— BEGIN Material provided —

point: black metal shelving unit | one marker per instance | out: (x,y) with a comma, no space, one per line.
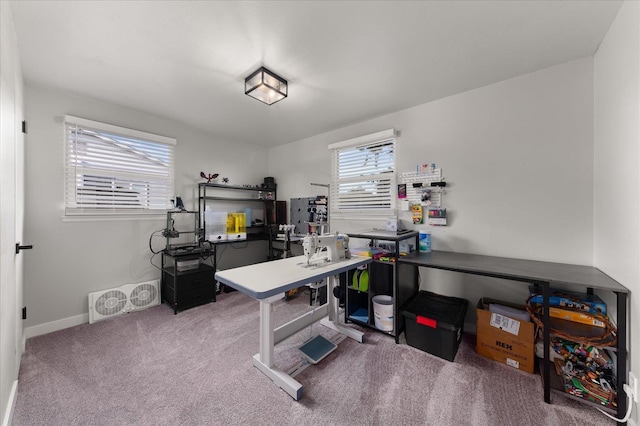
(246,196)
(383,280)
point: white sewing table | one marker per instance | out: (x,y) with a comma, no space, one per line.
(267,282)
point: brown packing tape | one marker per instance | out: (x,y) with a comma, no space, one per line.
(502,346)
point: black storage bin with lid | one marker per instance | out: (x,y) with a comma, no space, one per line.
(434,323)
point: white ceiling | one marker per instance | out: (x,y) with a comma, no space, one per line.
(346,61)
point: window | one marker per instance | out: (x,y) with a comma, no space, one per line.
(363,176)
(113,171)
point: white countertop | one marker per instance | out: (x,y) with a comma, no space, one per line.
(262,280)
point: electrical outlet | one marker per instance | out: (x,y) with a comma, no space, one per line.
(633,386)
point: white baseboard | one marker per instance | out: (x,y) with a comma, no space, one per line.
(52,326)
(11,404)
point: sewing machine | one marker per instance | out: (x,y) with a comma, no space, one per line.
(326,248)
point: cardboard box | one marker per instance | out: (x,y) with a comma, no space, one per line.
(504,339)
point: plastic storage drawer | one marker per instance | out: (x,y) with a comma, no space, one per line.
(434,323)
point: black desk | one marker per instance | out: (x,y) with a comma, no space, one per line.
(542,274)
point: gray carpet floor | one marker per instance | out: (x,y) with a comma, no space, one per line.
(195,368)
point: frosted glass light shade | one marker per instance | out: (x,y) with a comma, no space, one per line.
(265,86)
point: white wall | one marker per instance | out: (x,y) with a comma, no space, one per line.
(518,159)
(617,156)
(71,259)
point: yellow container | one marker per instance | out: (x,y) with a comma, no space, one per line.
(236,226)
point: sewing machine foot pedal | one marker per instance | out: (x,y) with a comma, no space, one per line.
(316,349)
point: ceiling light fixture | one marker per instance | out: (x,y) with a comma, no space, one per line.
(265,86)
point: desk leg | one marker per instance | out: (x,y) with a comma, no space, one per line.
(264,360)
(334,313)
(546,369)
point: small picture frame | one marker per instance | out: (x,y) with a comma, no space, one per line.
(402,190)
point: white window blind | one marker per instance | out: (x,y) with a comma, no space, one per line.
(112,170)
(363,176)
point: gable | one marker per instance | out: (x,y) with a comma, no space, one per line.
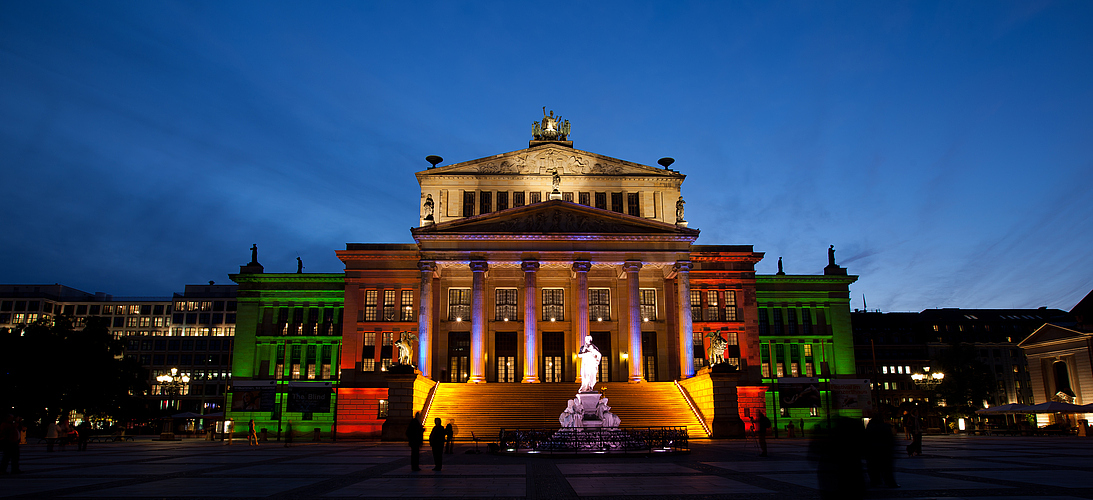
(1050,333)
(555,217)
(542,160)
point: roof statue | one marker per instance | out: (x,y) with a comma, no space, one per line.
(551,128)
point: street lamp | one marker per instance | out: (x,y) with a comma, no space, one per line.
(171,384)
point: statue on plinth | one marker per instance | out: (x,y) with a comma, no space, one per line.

— END Material provided —

Quote every item above word for word, and leave the pictures out of your answer.

point: black metal shelving unit | one marker per instance | out: (x,y) with a comma, no space, one per line.
(246,196)
(383,280)
point: white sewing table | one marker per instance | out: (x,y) with a comma, no space, one per line.
(267,282)
point: brown packing tape | one marker per instance | out: (x,y) with a comma, no space, one per line.
(502,346)
point: black storage bin with lid | one marker per instance | out: (x,y) with a comma, no space, one per line.
(434,323)
point: white ceiling | one marker per instance | out: (x,y) with a comma, no space, one per line.
(346,61)
point: window | one marker per instance | out: (x,y) with a comma, no space, one per line.
(363,176)
(113,171)
point: white countertop | one marker per instance | out: (x,y) with a comma, no space, one per line.
(262,280)
point: electrical outlet | one marker per instance | out: (x,y) with a comma, no space, one per line.
(633,386)
point: white baseboard | one marker per instance | out: (x,y) with a comma, no space, one per line.
(52,326)
(11,404)
point: sewing machine | one marker per instance | out: (x,y) with a comma, no space, one per line.
(326,248)
point: cardboard box | one marker per instance | out: (x,y) with a comma, no space, one per line.
(504,339)
point: plastic storage drawer | one marker per instance | out: (x,y) with a comma, no space, one per line.
(434,323)
point: black desk | one marker per instance | out: (x,y) with a comma, no space, one per line.
(542,274)
point: gray carpet floor | one marker per instance | out: (x,y) with a comma, no space, one per line.
(195,368)
point: frosted glass light shade | one marker per instance | out: (x,y) with a comma, no space, one per line.
(265,86)
point: white wall | one marker per instance | out: (x,y) with a comma, no space, one per line.
(518,159)
(617,156)
(71,259)
point: yellow container | one marker per instance | out: (x,y) with a comma, no space, one per line.
(236,226)
point: sewing machine foot pedal | one marker per instance | out: (x,y) with a comma, no space, one per line.
(316,349)
point: ceiling light fixture | one marker per instance | out: (x,y) with a comma, no space, one per line.
(265,86)
point: desk leg | one marker per instance | out: (x,y) with a comma, no space, one per line.
(264,360)
(334,313)
(546,369)
point: small picture frame | one marker per instance | out: (x,y) with a comma, no space, one per line.
(402,190)
point: white window blind | one marker per instance | out: (x,y) with a comma, no space, one per line.
(112,170)
(363,176)
point: gable | one marker per instance | out: (x,y) with a comma, no space, one per line.
(1050,333)
(555,217)
(542,160)
point: roof statue | one marker per instance | out: (x,y) with a comma, no space, one per line.
(551,128)
point: street lamp | one marker per instance | out: (x,y) with a comma, no space, one per line.
(171,384)
point: statue on plinth | one marker per instance | out: (x,y) with a comma, no space, one per line.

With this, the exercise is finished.